→ **Stated task**
Reproduce the material below verbatim, keeping every line and character unchanged.
(begin)
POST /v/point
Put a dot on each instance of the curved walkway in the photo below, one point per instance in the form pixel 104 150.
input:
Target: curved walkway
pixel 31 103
(end)
→ **Exercise response**
POST /v/point
Put a dot on each instance of the curved walkway in the photo below, one point per instance in the form pixel 104 150.
input:
Target: curved walkway
pixel 31 103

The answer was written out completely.